Text provided: Begin

MDESs for AHPS total & subgroup samples of W1Ps¹

Samples & Subgroups	Actual N	Effective N²	MDES for μ³	MDESPartial r’s⁴
Combined Phase 1 & BHS Sample Sizes for AHPS Survey Data:
NH Whites	1,484	1,178	0.082	0.081
Hispanics	1,011	532	0.122	0.121
NH Blacks	1,303	686	0.107	0.106
Total Sample⁵	3,877	2,459	0.057	0.056
Samples Sizes for AD/ADRD & DNA Data:
NH Whites	890	469	0.130	0.129
Hispanics	930	490	0.127	0.126
NH Blacks	1,204	633	0.112	0.111
Total Sample⁵	3,072	1,617	0.070	0.070

¹S/Ps are not included in the MDES calculation. ²Effective Ns adjust for unequal weighting effects for Phase 1 & Phase 2 sampling. ³MDESs for Tests of standardized Means (μ’s) ⁴MDESs for Tests of Partial Correlation Coefficients (r’s) ⁵Total Sample also includes other race/ethnic groups.

We evaluated these MDESs relative to criteria proposed by Cohen, 47 where MDES ≤0.10 are considered “very small” and MDESs between 0.10 and 0.20 are considered “small.” All of the MDESs in Table 2 fall in the small range; some even fall in the very small range. Thus, with customary levels of significance, we will have at least 80% power to detect associations with standardized effect sizes ranging from 0.056 to 0.129. Our AD/ADRD and DNA sample sizes are smaller than the Phase 1+ BHS survey sample, given anticipated completion rates in our re-contacts of Phase 1 parents. For this sample, we benchmark against effect sizes in the existing research. For example, polygenic indices for many AD/ADRD-related risk factors have effect-sizes of r > 0.1;45 DNA methylation composite variables have effect sizes for prediction of cognition phenotypes of r > 0.2. The MDESs in Table 2 indicate that our AD/ADRD and DNA samples sizes are more than sufficient to detect effect sizes with at least 80% power for each racial/ethnic group separately, as well as for the total sample. For many analyses, the actual power is likely to be greater than 80%.

In analyses using AHPS data, it will be possible to control for a variety of confounds longitudinally and to evaluate non-response bias by also using data collected from the Add Health Parent Interview at Wave 1. The W1P interview collected data on a variety of parent characteristics including parents’ demographic factors, economic factors, neighborhoods, romantic relationships, health and health behaviors, current spouse/partners, and information on their AHSM child.

Text provided: End

Activity 1:
According to the power analysis text, what range of standardized effect sizes will the study have at least 80% power to detect?
Activity 2:
Please write what comes next in the power analysis text, starting after its final sentence.
None of the items are needed here.

Supplied entries: Begin

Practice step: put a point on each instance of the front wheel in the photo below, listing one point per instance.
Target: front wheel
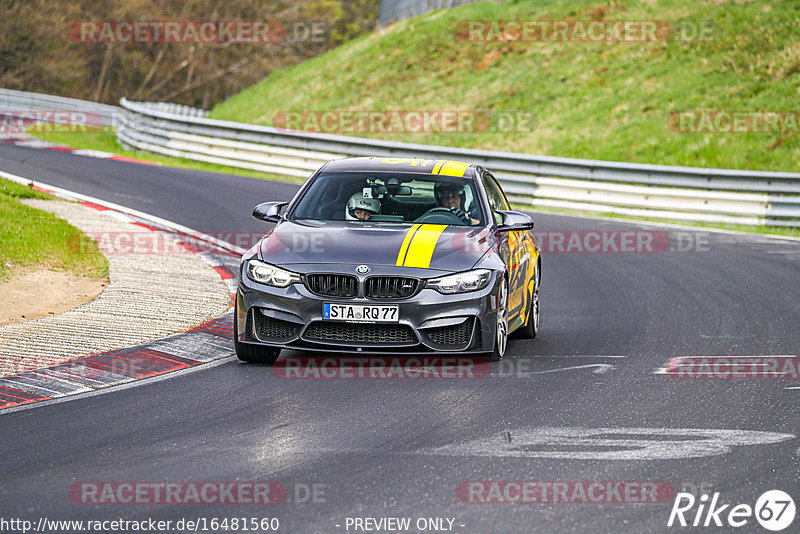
(531, 328)
(252, 353)
(501, 329)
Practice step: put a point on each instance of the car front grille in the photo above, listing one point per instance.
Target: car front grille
(271, 329)
(332, 285)
(383, 334)
(390, 287)
(457, 335)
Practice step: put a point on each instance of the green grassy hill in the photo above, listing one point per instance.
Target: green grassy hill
(589, 100)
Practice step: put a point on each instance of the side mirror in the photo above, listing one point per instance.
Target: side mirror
(514, 221)
(269, 211)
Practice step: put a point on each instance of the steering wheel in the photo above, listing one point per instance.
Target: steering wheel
(439, 215)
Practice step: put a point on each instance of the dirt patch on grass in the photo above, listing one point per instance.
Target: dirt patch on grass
(33, 294)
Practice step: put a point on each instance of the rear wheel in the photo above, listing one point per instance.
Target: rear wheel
(501, 328)
(252, 353)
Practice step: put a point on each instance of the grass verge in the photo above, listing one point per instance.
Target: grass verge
(590, 100)
(106, 141)
(32, 238)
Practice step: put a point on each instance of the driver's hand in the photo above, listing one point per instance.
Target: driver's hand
(461, 214)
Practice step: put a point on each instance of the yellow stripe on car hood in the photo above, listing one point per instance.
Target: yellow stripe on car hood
(418, 246)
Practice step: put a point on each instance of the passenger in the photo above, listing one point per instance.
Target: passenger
(360, 208)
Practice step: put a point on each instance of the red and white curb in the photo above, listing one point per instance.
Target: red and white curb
(210, 341)
(28, 141)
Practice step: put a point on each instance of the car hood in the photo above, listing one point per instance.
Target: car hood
(426, 246)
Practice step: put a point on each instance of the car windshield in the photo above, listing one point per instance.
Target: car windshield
(391, 199)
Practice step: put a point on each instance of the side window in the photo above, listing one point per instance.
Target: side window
(497, 201)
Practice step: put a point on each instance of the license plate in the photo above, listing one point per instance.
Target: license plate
(360, 313)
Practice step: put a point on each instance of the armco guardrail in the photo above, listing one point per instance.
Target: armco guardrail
(394, 10)
(18, 101)
(677, 193)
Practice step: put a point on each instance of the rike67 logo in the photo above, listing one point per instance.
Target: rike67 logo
(774, 510)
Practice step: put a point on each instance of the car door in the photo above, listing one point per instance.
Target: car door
(513, 249)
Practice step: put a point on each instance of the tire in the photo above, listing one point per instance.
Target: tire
(501, 328)
(252, 353)
(531, 329)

Supplied entries: End

Answer area 1:
Effect sizes ranging from 0.056 to 0.129.

Answer area 2:
Dissemination plans

AHPS data will be distributed in two forms: public-use and restricted-use datasets. Public-use data contains a random subset of the Add Health cohort and their parents in linked longitudinal files and will be available through data repositories. Restricted-use datasets are limited to researchers who enter into data use agreements with Add Health. Genomic data will be deposited to both the database of Genotypes and Phenotypes (dbGaP) and the National Institute on Aging Genetics of Alzheimer’s Disease Data Storage Site. We will also disseminate the harmonized PGI library, DNAm clocks, and other DNAm composite measures through restricted data contracts.

DISCUSSION

This study addresses weaknesses in prior research on AD/ADRD risk by: (1) expanding the availability of longitudinal data on social conditions linked to AD/ADRD risk among Hispanic and NH Black individuals; (2) harmonizing the collection of neurocognitive assessments across adult children participating in Add Health Wave VI and their parents participating in AHPS Phase 2; and (3) providing genotyping and DNAm data linked to AD/ADRD risk on two generations (parent and child) across multiple races/ethnicities.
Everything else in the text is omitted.